─── ZITIERTER ABSCHNITT ───
So setzten die Richter zunächst eine 14-tägige Frist, um möglicherweise noch offene verfassungsrechtliche Fragen vor einer unteren Instanz klären zu lassen. Innerhalb dieser Zeitspanne tritt das Gesetz erst einmal nicht in Kraft. Wegen einer separat laufenden Klage könnte diese Zeitspanne dann noch einmal um weitere 45 Tage verlängert werden.

Zudem kündigte die Generalstaatsanwältin von Arizona an, das Gesetz nicht vollstrecken zu wollen. „Ich sage
deutlich: Solange ich Generalstaatsanwältin bin, wird in diesem Bundesstaat keine Frau oder kein Arzt wegen dieses drakonischen Gesetzes strafrechtlich verfolgt“, teilte die in ihr Amt gewählte Demokratin Kris Mayes mit.

Strafverfolgungsbehörden auf lokaler Ebene würde dies aber nicht unbedingt davon abhalten, dem Gesetz folge zu leisten, hieß es in US-Medien. Abtreibungsbefürworter warnten davor, dass allein diese Unsicherheit schon zu einem stark eingeschränkten Zugang zu Schwangerschaftsabbrüchen in dem Bundesstaat führen werde.
─── ANGEZEIGTE EINTRÄGE ───
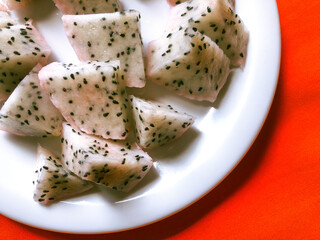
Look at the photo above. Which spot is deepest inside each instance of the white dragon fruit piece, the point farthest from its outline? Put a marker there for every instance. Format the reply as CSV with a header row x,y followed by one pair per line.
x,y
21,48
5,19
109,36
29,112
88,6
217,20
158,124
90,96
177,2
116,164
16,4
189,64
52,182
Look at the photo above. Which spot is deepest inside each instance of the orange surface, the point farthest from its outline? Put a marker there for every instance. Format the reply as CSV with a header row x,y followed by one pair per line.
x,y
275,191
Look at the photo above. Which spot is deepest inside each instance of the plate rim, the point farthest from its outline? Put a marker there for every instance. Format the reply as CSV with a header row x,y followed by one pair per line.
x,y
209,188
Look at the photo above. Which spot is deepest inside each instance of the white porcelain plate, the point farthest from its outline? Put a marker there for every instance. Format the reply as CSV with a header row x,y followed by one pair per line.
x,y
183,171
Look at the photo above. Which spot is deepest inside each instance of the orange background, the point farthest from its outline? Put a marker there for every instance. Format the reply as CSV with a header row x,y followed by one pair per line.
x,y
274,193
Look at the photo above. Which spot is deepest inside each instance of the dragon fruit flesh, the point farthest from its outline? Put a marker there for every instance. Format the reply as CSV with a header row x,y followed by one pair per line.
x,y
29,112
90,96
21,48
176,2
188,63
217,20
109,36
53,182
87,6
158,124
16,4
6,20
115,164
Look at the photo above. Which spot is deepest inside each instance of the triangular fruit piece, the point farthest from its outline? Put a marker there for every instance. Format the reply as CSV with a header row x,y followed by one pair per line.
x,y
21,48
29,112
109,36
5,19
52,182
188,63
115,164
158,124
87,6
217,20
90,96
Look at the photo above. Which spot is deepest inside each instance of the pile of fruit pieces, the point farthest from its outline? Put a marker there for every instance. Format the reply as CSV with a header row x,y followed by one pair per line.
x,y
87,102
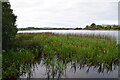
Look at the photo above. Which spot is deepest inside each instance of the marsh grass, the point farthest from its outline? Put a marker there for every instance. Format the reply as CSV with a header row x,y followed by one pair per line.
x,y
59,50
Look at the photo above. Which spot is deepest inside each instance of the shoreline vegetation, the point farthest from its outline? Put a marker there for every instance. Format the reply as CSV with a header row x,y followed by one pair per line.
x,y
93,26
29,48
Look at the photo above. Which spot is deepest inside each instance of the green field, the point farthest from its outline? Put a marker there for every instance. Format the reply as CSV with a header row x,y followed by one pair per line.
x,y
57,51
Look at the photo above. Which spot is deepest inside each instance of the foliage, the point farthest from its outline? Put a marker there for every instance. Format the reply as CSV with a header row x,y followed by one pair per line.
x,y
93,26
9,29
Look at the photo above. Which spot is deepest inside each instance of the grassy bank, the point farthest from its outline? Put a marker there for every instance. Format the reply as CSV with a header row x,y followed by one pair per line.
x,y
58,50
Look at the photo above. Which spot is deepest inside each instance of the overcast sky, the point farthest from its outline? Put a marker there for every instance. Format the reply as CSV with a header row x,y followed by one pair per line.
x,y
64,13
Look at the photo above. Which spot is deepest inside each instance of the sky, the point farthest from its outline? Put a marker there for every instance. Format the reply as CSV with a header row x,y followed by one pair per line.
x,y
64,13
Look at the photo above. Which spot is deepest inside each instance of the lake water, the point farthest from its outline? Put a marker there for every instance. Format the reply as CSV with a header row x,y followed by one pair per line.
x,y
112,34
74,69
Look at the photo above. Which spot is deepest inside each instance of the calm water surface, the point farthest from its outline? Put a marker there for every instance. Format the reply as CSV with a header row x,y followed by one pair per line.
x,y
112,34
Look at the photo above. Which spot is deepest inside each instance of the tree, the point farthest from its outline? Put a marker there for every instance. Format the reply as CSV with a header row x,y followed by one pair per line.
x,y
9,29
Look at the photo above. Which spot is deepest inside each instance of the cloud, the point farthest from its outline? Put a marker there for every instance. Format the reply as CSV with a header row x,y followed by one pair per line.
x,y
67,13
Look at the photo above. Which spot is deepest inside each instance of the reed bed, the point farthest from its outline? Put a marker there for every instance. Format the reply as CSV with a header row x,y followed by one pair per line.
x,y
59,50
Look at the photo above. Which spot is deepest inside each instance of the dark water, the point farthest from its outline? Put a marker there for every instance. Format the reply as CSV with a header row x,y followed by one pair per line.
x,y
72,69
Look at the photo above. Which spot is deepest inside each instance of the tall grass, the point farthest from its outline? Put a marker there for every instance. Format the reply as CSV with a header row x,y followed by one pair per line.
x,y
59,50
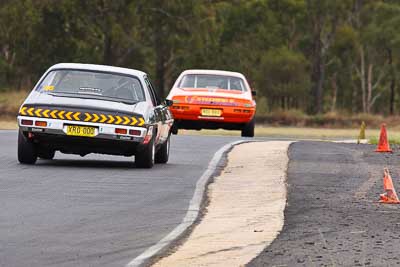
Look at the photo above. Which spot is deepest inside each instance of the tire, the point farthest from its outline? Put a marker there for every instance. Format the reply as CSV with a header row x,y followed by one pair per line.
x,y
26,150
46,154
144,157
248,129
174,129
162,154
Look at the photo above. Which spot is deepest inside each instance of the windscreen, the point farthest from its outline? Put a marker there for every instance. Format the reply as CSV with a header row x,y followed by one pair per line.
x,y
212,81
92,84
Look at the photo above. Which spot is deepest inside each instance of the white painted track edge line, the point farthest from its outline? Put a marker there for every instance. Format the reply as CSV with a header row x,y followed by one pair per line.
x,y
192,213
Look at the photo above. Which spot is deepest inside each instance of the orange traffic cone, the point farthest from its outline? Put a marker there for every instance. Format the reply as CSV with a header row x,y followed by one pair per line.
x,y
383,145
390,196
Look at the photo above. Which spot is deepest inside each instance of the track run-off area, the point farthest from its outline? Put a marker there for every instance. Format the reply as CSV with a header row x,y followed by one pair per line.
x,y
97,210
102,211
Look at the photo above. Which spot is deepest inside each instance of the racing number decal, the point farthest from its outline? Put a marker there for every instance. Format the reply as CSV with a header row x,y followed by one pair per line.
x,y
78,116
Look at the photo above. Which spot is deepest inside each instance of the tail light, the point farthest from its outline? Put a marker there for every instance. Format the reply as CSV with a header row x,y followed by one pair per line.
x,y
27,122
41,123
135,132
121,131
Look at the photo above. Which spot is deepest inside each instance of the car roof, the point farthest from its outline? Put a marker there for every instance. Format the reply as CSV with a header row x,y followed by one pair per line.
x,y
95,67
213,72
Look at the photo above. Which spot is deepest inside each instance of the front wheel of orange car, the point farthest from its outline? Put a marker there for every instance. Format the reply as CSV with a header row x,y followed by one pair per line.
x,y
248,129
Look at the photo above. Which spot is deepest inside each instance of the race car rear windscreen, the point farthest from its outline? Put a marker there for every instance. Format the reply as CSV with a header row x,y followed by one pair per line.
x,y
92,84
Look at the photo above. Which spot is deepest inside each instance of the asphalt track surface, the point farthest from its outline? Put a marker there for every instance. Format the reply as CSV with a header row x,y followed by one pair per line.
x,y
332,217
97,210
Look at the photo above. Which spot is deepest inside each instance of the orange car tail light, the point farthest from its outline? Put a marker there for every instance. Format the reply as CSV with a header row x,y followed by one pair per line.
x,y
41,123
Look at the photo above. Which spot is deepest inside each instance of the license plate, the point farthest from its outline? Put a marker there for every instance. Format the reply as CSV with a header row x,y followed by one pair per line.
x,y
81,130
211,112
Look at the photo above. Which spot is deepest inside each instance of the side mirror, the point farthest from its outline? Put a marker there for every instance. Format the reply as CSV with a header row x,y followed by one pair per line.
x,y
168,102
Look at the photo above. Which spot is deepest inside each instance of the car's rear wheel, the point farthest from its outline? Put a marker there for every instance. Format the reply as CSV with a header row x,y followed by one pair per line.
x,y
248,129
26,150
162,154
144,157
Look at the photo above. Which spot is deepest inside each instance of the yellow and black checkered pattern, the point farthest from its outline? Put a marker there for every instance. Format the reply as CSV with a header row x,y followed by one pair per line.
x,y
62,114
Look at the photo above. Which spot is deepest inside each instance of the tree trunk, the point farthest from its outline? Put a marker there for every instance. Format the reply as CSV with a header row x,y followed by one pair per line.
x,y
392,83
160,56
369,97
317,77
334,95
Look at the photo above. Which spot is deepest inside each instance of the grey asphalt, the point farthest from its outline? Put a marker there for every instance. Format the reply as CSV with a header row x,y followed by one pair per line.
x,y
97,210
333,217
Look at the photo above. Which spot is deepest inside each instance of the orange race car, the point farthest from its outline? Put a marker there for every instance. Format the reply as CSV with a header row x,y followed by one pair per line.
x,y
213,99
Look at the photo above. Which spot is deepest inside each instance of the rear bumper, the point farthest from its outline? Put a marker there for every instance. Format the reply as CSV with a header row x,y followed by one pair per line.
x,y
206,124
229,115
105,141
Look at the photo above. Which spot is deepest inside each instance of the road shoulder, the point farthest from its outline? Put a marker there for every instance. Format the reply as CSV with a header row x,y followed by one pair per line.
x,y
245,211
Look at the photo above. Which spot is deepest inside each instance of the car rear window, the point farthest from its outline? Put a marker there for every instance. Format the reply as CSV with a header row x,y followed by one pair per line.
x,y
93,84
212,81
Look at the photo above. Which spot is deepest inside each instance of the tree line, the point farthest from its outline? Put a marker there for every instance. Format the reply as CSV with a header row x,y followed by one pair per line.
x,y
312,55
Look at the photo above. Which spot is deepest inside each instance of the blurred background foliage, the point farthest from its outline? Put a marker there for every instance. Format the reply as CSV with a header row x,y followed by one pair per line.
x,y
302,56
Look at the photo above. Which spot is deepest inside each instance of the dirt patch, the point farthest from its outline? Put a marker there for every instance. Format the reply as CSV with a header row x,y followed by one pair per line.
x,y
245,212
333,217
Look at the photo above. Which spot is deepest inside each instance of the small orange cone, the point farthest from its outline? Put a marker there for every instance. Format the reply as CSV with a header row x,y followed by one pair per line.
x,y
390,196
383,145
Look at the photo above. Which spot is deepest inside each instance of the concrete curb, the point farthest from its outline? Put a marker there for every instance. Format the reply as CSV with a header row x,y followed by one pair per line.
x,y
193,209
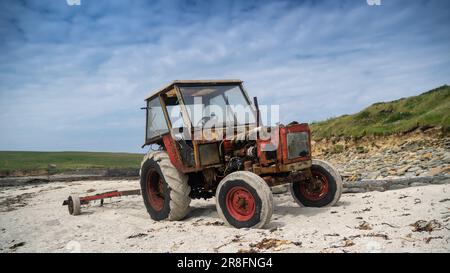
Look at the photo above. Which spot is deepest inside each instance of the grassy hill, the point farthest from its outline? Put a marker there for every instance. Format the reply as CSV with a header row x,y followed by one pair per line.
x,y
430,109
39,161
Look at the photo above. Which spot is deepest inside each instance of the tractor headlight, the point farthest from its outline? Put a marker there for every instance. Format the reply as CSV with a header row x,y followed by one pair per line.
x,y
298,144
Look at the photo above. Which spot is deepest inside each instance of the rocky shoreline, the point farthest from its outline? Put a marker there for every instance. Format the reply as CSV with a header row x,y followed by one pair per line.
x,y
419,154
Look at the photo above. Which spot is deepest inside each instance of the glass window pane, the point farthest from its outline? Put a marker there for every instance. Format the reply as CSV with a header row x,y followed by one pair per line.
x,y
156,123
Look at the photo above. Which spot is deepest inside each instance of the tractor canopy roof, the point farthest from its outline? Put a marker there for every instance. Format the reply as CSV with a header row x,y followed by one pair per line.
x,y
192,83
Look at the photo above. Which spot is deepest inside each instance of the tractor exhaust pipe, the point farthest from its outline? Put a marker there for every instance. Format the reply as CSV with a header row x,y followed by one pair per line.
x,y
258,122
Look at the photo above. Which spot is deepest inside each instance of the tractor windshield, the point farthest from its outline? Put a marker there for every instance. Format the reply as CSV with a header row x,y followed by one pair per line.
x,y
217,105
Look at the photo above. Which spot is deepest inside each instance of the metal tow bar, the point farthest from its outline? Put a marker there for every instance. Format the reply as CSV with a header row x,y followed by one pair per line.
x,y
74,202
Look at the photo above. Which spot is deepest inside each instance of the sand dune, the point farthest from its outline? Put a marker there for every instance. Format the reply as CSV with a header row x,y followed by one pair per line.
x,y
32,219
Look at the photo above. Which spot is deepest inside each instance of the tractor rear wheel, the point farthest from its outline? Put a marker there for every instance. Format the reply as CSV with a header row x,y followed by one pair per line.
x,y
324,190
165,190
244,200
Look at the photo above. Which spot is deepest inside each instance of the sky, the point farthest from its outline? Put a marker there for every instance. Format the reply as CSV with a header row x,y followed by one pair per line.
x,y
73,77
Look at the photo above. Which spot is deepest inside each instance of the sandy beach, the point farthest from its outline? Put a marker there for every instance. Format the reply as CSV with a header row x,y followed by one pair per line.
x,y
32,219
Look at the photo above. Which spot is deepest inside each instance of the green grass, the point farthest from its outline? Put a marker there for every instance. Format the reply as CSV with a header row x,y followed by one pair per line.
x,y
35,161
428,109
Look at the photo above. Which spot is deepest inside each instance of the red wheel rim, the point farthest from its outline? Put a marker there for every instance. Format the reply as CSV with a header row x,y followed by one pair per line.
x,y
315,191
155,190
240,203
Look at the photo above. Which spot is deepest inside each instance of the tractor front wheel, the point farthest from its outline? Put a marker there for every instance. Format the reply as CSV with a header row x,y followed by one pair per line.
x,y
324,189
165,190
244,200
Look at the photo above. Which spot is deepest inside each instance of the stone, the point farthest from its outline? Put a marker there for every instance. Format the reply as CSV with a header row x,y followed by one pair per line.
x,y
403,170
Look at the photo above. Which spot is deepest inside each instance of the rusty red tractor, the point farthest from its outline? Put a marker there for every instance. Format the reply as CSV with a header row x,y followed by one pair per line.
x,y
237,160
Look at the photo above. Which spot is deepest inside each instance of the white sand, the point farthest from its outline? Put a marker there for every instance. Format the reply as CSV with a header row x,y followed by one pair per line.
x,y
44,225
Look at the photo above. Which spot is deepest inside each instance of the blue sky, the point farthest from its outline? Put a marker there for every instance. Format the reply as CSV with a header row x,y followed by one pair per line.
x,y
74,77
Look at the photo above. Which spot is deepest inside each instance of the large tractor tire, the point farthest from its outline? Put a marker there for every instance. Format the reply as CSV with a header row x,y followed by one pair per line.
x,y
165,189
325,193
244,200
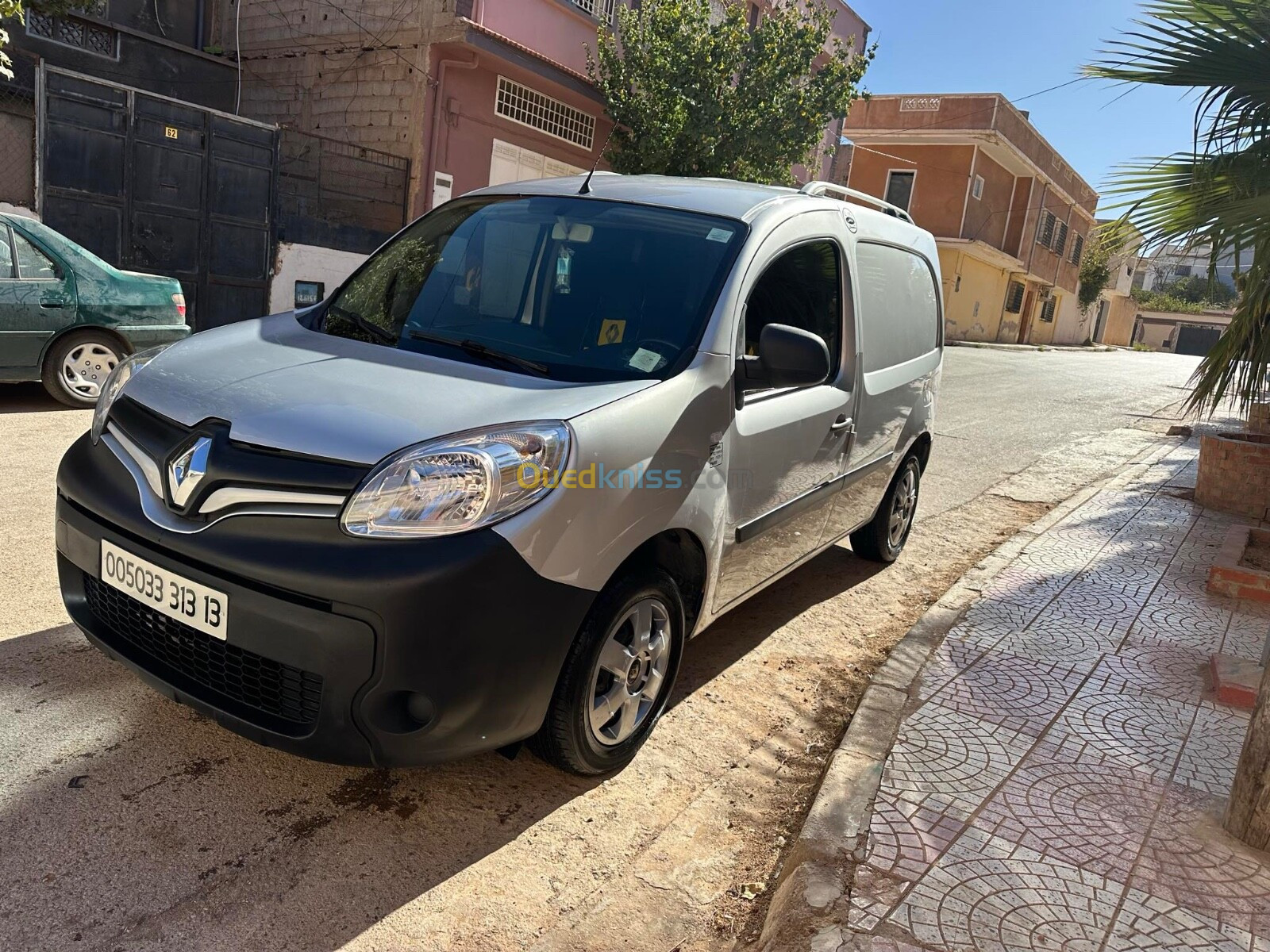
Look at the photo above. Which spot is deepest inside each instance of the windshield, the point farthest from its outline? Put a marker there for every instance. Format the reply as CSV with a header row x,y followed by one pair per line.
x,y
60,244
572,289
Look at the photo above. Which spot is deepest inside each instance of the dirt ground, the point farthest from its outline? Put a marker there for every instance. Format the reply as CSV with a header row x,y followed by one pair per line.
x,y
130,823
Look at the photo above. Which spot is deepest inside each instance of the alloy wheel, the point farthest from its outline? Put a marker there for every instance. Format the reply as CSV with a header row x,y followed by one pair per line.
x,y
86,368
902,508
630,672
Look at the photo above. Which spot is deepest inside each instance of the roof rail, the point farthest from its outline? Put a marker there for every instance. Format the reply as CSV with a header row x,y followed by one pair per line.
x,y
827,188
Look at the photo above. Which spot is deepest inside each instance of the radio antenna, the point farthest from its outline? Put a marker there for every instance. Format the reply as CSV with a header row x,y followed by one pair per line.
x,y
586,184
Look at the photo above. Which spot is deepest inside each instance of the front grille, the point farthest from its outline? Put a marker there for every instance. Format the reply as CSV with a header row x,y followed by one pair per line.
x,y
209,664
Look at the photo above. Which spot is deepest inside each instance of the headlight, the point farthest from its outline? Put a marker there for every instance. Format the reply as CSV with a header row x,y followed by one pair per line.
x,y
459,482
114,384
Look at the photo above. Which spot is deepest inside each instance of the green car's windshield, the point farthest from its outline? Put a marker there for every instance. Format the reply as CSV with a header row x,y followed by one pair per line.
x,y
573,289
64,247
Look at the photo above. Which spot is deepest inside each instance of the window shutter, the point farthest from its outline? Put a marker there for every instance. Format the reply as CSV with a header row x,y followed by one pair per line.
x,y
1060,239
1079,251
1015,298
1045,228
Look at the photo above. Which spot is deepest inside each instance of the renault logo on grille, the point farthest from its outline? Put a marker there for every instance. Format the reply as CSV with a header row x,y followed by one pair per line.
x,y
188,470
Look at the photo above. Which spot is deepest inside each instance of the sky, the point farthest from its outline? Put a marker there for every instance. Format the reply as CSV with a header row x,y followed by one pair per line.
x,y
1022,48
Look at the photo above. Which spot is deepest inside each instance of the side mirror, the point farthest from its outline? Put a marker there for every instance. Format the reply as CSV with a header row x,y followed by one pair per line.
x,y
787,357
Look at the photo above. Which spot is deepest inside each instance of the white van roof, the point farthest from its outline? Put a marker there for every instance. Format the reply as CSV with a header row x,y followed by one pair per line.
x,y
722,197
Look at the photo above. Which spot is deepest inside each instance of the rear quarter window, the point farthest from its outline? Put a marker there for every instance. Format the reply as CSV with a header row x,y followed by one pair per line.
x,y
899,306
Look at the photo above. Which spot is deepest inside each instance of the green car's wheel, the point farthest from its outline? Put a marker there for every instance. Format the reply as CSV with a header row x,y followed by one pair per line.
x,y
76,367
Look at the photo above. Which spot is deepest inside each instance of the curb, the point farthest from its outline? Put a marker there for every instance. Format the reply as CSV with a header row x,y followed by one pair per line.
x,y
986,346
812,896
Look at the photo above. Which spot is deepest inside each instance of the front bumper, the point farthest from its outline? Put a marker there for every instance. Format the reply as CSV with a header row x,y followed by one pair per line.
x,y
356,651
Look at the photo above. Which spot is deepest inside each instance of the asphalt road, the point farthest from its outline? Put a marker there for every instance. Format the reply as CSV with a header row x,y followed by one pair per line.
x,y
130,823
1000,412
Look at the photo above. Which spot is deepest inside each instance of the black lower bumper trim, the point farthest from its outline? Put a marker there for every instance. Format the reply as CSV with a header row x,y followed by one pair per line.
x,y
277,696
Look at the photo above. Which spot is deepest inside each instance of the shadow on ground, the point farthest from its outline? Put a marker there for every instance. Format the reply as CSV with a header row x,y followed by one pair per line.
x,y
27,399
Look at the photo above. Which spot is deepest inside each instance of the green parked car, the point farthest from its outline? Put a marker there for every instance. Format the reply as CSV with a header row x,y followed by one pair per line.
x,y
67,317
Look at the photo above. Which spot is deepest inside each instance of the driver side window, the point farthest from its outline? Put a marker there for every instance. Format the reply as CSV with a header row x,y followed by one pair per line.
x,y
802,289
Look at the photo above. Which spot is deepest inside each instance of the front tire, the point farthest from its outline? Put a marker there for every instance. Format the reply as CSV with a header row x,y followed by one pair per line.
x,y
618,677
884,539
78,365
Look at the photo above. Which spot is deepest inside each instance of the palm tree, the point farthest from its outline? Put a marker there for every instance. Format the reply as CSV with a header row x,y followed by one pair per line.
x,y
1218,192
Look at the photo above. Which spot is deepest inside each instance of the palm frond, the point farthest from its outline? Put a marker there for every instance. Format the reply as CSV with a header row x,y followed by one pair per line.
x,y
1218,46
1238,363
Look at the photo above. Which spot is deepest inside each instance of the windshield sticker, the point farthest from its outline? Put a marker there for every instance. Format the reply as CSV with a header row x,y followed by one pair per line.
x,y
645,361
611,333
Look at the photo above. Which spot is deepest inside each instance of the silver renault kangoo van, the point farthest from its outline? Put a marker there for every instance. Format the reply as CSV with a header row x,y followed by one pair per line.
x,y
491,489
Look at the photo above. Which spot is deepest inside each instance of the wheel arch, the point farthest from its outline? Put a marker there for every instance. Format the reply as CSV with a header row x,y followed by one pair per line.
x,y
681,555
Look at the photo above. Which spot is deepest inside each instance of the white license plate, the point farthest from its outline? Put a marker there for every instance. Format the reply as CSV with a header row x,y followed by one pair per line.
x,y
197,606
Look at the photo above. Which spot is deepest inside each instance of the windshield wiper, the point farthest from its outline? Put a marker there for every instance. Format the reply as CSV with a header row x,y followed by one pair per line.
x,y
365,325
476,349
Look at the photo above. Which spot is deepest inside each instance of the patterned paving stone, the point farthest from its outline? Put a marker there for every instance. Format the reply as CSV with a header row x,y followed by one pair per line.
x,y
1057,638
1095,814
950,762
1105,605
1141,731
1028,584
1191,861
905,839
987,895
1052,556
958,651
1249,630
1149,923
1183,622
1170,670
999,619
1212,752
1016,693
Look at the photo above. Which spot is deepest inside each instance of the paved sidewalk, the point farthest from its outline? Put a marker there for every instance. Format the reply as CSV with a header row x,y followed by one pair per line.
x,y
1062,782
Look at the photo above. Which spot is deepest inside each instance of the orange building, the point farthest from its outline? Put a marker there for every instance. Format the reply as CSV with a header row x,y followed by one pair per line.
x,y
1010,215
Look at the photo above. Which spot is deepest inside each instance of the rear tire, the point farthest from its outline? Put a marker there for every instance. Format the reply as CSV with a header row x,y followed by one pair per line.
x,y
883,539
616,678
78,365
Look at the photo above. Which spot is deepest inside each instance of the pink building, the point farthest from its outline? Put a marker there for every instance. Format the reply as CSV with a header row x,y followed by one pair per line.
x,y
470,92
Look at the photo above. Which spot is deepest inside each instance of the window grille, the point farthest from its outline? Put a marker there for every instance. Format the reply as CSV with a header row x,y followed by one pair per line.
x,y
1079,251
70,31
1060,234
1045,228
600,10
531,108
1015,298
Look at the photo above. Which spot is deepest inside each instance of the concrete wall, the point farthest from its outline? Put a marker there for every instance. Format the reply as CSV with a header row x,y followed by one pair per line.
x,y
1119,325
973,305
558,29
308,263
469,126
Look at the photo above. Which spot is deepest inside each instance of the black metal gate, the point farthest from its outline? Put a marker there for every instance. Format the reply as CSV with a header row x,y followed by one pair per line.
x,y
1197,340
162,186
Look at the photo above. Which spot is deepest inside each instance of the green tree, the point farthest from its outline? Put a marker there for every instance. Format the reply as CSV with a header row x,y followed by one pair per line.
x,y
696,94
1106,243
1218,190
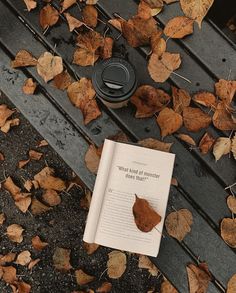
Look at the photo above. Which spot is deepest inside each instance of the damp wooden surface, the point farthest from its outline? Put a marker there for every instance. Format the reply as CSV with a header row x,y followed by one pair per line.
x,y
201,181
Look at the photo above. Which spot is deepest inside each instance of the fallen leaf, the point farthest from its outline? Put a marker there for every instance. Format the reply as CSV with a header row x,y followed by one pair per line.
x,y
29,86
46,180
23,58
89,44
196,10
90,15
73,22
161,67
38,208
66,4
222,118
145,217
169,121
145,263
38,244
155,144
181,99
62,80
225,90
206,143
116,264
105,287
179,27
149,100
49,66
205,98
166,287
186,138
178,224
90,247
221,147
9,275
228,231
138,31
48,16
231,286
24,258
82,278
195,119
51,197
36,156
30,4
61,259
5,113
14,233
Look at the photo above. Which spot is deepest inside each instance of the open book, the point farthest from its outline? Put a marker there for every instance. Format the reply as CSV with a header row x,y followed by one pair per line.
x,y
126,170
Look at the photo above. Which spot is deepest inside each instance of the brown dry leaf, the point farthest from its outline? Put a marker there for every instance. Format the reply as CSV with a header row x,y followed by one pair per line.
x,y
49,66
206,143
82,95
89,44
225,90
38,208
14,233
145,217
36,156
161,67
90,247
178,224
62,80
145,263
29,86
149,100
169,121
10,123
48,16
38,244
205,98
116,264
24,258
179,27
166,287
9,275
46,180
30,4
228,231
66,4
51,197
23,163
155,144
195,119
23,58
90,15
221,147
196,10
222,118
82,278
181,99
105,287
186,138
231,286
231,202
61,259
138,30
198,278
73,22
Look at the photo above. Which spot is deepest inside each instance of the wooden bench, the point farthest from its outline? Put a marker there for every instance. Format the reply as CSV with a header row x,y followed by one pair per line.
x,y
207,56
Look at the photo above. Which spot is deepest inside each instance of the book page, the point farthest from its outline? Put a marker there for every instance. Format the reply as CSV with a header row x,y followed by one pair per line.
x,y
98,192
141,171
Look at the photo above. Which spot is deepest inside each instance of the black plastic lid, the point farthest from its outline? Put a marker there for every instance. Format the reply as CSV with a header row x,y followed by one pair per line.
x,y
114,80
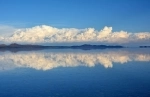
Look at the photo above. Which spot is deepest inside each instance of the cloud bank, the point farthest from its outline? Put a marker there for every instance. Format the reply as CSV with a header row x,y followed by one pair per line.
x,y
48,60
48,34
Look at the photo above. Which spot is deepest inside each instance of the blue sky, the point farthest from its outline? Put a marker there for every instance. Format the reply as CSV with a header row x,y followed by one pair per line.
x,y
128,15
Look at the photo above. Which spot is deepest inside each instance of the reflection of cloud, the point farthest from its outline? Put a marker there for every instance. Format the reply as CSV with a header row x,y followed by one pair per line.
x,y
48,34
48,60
───
* _ZUR AUFGABE_: Schreiben Sie den oben stehenden Text über das Abtreibungsgesetz in Arizona vollständig und wortgetreu ab.

* _ERGEBNIS_:
So setzten die Richter zunächst eine 14-tägige Frist, um möglicherweise noch offene verfassungsrechtliche Fragen vor einer unteren Instanz klären zu lassen. Innerhalb dieser Zeitspanne tritt das Gesetz erst einmal nicht in Kraft. Wegen einer separat laufenden Klage könnte diese Zeitspanne dann noch einmal um weitere 45 Tage verlängert werden.

Zudem kündigte die Generalstaatsanwältin von Arizona an, das Gesetz nicht vollstrecken zu wollen. „Ich sage
deutlich: Solange ich Generalstaatsanwältin bin, wird in diesem Bundesstaat keine Frau oder kein Arzt wegen dieses drakonischen Gesetzes strafrechtlich verfolgt“, teilte die in ihr Amt gewählte Demokratin Kris Mayes mit.

Strafverfolgungsbehörden auf lokaler Ebene würde dies aber nicht unbedingt davon abhalten, dem Gesetz folge zu leisten, hieß es in US-Medien. Abtreibungsbefürworter warnten davor, dass allein diese Unsicherheit schon zu einem stark eingeschränkten Zugang zu Schwangerschaftsabbrüchen in dem Bundesstaat führen werde.